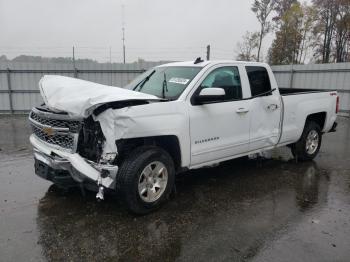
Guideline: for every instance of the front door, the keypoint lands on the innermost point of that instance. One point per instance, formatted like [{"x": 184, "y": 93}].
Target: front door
[{"x": 220, "y": 129}]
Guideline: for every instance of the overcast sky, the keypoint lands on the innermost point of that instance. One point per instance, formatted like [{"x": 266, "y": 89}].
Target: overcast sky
[{"x": 155, "y": 29}]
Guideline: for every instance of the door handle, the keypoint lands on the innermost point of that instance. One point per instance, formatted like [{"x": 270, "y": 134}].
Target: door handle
[
  {"x": 242, "y": 111},
  {"x": 272, "y": 107}
]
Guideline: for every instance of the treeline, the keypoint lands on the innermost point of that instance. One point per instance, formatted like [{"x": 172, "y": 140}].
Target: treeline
[{"x": 318, "y": 32}]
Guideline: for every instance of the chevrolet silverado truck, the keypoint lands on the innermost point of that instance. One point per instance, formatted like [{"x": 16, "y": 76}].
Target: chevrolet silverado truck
[{"x": 170, "y": 119}]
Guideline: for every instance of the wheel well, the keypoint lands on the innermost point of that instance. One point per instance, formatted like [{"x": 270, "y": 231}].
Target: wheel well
[
  {"x": 168, "y": 143},
  {"x": 319, "y": 118}
]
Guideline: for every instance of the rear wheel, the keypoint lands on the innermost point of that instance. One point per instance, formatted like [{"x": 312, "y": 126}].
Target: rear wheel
[
  {"x": 145, "y": 179},
  {"x": 309, "y": 144}
]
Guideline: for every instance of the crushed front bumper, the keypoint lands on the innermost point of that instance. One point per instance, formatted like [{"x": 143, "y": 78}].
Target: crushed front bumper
[{"x": 61, "y": 162}]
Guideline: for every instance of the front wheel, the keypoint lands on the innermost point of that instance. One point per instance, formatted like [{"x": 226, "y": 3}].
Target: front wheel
[
  {"x": 309, "y": 144},
  {"x": 145, "y": 179}
]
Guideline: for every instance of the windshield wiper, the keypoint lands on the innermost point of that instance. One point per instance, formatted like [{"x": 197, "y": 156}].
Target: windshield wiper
[
  {"x": 165, "y": 86},
  {"x": 144, "y": 81}
]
========================================================================
To be done> Output the records above exactly as they are, leaving out the pictures.

Output for this task>
Guideline: for every instance of the front door, the keypoint lands on the innermost point of that instance. One point per instance, formatted like [{"x": 184, "y": 93}].
Target: front door
[{"x": 220, "y": 129}]
Guideline: for every instance of the overcast sky, the keypoint lands on the innermost point of that instance. One point per instance, formatted like [{"x": 266, "y": 89}].
Target: overcast sky
[{"x": 155, "y": 29}]
Guideline: for every instance of the door handle, the keypoint lands on the innermost point of that instance. One point per instance, formatted like [{"x": 270, "y": 134}].
Target: door handle
[
  {"x": 242, "y": 111},
  {"x": 272, "y": 107}
]
Guideline: for every instance of the treeline, the keypoint lands on the innermost point of that instance. One point per instance, formatted like [{"x": 172, "y": 140}].
Target: treeline
[{"x": 318, "y": 32}]
Guideline: for every instance of the chevrolet silverado truck, the keypoint lands on the innermost point of that instance. One point per instance, formatted like [{"x": 16, "y": 76}].
Target: chevrolet silverado truck
[{"x": 170, "y": 119}]
Guideline: for every instance of the wheel well, the keypoint lands on the innermost point of that instance. One point per instance, formatted like [{"x": 270, "y": 231}].
Target: wheel well
[
  {"x": 168, "y": 143},
  {"x": 319, "y": 118}
]
Guideline: for every instance of the rear wheel, the keypoint lands on the innermost point of that instance. One point per instance, formatted like [{"x": 312, "y": 126}].
Target: rear wheel
[
  {"x": 145, "y": 179},
  {"x": 309, "y": 144}
]
Guideline: for every instance of the crushed front bumper, the keypoint lands on the innermost point of that instance. One point per instance, formatted like [{"x": 143, "y": 78}].
Target: crushed front bumper
[{"x": 61, "y": 162}]
Guideline: for every instance of the front wheel, the keypoint lands on the innermost point of that instance. One point per instance, formatted like [{"x": 226, "y": 3}].
Target: front wheel
[
  {"x": 309, "y": 144},
  {"x": 145, "y": 179}
]
Guideline: for every instance of the windshield wiper, the keypoint lands on the innermost point of that instance. One point per instance, formatted like [{"x": 197, "y": 156}].
Target: windshield wiper
[
  {"x": 165, "y": 86},
  {"x": 144, "y": 81}
]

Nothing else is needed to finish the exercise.